##### Available records

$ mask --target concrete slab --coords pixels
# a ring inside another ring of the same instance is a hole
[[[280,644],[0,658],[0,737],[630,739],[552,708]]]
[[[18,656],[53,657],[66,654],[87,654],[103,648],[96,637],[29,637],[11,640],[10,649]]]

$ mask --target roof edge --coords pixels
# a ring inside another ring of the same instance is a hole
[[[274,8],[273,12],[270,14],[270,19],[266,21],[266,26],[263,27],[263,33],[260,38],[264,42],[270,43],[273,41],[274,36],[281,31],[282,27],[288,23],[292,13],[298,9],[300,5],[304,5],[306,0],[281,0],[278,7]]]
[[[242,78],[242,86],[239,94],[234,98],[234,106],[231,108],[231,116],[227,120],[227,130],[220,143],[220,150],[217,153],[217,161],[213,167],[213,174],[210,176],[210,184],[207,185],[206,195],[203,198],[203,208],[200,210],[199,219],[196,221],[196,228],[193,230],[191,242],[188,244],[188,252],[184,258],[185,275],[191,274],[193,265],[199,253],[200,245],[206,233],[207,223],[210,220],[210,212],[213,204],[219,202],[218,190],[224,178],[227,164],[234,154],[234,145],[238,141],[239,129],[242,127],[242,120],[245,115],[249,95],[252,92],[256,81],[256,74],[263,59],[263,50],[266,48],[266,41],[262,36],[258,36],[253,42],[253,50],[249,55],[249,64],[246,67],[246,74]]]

##########

Problem requirements:
Exactly repeat the lines from the line that contains "edge --coords pixels" to the end of the entries, both included, and leave out all other lines.

Answer to the task:
$ mask --target roof edge --coords pixels
# a ring inside another ring of the same instance is a hole
[[[274,8],[273,12],[270,14],[270,19],[266,21],[266,26],[263,27],[263,33],[260,38],[264,42],[270,43],[273,41],[274,36],[281,31],[282,27],[288,23],[292,13],[298,9],[300,5],[304,5],[306,0],[281,0],[278,7]]]
[[[242,78],[242,86],[239,94],[234,98],[234,106],[231,108],[231,116],[227,120],[227,130],[220,143],[220,150],[217,153],[217,161],[213,167],[213,174],[210,176],[210,184],[207,185],[206,195],[203,198],[203,208],[200,210],[199,219],[196,221],[196,228],[193,230],[191,242],[188,244],[188,252],[184,258],[185,275],[191,274],[193,265],[199,253],[200,245],[206,233],[207,223],[210,220],[210,212],[213,204],[219,202],[218,190],[224,178],[227,164],[234,154],[234,145],[238,141],[239,129],[242,127],[242,120],[245,115],[249,95],[252,92],[256,81],[256,74],[263,59],[263,50],[266,48],[266,41],[262,36],[258,36],[253,42],[253,50],[249,55],[249,64],[246,67],[246,74]]]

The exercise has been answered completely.